* BEGIN Provided text *
Sunday 21 June 2020

Character, Disposition & the Formation of Habits


Reading through Charlotte Mason’s second volume, Parents and Children, I was jolted by some ideas that weren’t new to me, but came as a bit of an epiphany this time around.
Even of you are only barely familiar with Charlotte Mason (CM) and her educational ideas, you probably know that habit formation is a cornerstone of her philosophy of education.
The ‘epiphany’ passages I read in Chapter 22 of Parents & Children (A Catechism of Educational Theory) look at how habits originate and how they may be corrected.

Some of the ideas discussed in this chapter are:

• That disposition, intellect, genius, come pretty much by nature.

• That character is an achievement, the one practical achievement possible to us for ourselves and for our children.

Character is the result of conduct.
We have ‘made’ ourselves by the thoughts we have allowed ourselves to think, by the words we have spoken, and by the things we have done.
How we behave (our conduct) has its origin in the way we habitually think. We are accustomed to think in a certain way and so we also act in a certain way.
The links between thought and conduct and the origin of these habits was where I sat up and took notice.

CM poses the question: What is the origin of these habits of thought and act? Her answer is that it is usually inherited disposition.

‘The man who is generous, obstinate, hot-tempered, devout, is so, on the whole, because that strain of character runs in the family.’

Inherited disposition becomes more obvious to us when we marry someone who has been brought up in a family that has a very different strain of character running through it than the one we have been brought up in.
An inherited disposition may not be apparent until circumstances force it to surface e.g. when faced with loss, success, or major change. This was something I experienced in my teen years when my parents’ marriage fell apart.
* END Provided text *
* BEGIN Source data *
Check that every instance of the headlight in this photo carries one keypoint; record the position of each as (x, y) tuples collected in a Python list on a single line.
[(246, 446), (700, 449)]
* END Source data *
• Actions to take:
1. What does the post on character and habits say Charlotte Mason gives as the usual origin of habits of thought and act?
2. How would you put "Character is the result of conduct." from the post on character and habits into Spanish?
Answer from the post on character and habits alone.

• Answers to the exercises:
1. Inherited disposition.

2. El carácter es el resultado de la conducta.